Spanish Cultural Heritage
- Type: Non-movable
- Criteria: Historic site
- Designated: 5 February 1954
- Reference no.: RI-54-0000010

= Bulls of Guisando =

The Bulls of Guisando (Toros de Guisando) are a set of ancient sculptures located on the hill of Guisando in the municipality of El Tiemblo, Ávila, Spain. The four sculptures, made of granite, represent quadrupeds identified as bulls or pigs. The balance of opinion favours bulls: there are holes which have been interpreted as sockets for horns.

The Bulls of Guisando are examples of a type of ancient sculpture called verracos of which hundreds are known. They are associated with the territory of the pre-Roman peoples known as the Vettones. The Bulls may have been made during the 2nd century BCE. Whether they are in their original position is debatable. There are some Latin graffiti on them which may mean they were repositioned in Roman times.

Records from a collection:
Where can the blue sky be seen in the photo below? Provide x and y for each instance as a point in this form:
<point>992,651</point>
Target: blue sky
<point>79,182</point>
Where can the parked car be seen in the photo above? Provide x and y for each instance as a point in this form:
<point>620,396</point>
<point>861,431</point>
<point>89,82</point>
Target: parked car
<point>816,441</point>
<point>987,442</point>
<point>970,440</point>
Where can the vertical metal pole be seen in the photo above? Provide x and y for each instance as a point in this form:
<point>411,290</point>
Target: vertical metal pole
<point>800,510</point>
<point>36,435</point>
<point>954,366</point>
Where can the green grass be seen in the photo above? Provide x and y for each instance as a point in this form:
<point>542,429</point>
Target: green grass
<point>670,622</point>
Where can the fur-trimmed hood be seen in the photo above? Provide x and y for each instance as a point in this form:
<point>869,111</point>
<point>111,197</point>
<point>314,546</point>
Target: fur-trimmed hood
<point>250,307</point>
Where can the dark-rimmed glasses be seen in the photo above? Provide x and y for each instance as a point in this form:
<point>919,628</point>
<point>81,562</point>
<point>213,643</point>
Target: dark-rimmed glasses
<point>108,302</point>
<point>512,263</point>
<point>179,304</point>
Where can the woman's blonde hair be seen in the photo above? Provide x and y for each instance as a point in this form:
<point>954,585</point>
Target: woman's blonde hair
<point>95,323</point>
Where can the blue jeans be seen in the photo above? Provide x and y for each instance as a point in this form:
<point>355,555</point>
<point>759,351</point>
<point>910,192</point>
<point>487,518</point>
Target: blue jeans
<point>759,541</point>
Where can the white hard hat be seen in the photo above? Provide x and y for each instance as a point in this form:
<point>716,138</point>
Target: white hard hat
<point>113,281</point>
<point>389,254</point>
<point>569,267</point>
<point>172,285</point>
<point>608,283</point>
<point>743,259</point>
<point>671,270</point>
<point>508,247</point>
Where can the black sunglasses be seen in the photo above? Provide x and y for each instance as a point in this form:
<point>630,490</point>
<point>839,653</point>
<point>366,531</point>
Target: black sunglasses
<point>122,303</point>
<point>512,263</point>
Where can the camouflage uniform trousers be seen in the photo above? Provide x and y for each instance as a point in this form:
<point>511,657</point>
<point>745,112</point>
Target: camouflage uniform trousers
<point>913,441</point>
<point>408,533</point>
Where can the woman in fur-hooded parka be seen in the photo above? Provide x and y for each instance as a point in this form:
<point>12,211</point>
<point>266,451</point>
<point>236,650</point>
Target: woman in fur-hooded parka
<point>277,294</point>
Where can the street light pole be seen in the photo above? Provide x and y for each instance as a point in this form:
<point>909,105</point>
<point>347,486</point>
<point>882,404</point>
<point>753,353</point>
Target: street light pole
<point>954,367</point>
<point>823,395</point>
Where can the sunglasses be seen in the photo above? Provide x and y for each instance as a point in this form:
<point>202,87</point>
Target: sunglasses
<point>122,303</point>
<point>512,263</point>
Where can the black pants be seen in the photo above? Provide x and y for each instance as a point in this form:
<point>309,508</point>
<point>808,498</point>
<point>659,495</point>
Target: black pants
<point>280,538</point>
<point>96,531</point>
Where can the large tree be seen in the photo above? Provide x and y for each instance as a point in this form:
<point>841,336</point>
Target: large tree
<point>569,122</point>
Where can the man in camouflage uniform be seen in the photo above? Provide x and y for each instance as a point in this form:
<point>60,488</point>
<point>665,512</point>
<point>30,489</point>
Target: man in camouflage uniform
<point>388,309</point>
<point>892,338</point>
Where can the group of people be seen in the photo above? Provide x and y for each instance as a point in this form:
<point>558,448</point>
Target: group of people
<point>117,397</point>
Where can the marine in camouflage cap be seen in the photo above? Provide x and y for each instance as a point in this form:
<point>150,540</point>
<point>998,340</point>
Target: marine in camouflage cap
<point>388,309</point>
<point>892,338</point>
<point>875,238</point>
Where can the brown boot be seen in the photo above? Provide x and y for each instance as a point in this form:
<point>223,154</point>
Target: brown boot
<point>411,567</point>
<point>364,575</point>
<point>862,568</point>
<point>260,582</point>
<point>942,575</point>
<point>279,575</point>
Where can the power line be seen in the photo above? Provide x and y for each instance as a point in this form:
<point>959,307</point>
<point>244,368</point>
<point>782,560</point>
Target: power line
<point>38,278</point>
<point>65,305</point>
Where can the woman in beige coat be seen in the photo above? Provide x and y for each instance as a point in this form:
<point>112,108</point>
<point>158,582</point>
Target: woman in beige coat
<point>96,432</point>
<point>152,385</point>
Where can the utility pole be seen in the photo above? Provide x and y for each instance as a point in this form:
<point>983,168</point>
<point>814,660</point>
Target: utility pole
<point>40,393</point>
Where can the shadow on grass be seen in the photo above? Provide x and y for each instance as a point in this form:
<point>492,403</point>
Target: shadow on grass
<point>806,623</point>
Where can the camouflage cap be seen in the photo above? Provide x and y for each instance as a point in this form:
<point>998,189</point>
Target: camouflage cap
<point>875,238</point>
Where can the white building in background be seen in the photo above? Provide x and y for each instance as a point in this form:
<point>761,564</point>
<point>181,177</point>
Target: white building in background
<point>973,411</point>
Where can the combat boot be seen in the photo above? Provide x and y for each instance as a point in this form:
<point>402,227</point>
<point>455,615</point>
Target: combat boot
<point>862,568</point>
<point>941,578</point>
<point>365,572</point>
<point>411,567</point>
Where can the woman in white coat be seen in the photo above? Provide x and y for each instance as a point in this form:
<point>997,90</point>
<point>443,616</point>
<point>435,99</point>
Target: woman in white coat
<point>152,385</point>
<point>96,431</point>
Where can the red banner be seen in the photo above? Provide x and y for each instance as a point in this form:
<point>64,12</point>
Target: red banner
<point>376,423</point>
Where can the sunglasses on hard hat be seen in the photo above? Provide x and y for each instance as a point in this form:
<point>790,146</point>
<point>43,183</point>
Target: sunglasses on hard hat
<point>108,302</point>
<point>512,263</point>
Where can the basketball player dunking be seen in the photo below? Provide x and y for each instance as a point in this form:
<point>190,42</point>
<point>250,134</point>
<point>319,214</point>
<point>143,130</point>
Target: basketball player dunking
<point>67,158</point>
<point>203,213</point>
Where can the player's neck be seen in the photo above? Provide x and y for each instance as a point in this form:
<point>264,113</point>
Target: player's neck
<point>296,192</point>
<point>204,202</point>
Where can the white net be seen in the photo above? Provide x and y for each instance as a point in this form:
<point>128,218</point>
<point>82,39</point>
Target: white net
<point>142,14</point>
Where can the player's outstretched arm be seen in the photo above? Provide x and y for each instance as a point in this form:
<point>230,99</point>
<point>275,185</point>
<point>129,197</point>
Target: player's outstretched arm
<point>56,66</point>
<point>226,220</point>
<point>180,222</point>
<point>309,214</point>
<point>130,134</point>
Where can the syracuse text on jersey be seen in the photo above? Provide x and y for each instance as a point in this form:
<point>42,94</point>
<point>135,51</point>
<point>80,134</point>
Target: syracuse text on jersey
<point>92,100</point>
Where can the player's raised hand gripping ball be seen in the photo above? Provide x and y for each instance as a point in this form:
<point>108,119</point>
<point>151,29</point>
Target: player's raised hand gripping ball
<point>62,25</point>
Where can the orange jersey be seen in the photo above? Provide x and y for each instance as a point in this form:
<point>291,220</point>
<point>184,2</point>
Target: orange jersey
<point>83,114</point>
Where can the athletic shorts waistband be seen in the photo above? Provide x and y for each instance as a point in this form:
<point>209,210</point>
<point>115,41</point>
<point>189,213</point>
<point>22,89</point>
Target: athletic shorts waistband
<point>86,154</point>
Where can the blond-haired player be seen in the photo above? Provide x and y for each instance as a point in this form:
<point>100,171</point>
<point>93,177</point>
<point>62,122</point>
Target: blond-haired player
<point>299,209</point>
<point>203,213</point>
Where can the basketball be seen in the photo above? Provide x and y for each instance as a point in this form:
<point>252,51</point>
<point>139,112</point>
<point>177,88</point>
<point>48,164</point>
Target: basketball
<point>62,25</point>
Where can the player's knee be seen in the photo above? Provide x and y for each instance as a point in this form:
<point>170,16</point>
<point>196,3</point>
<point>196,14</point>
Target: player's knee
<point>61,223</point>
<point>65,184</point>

> _Activity_
Copy word for word the stretch of the text on the Bulls of Guisando from "Spanish Cultural Heritage" through "sockets for horns.". None of the data has anything to do with this.

> _Output_
Spanish Cultural Heritage
- Type: Non-movable
- Criteria: Historic site
- Designated: 5 February 1954
- Reference no.: RI-54-0000010

= Bulls of Guisando =

The Bulls of Guisando (Toros de Guisando) are a set of ancient sculptures located on the hill of Guisando in the municipality of El Tiemblo, Ávila, Spain. The four sculptures, made of granite, represent quadrupeds identified as bulls or pigs. The balance of opinion favours bulls: there are holes which have been interpreted as sockets for horns.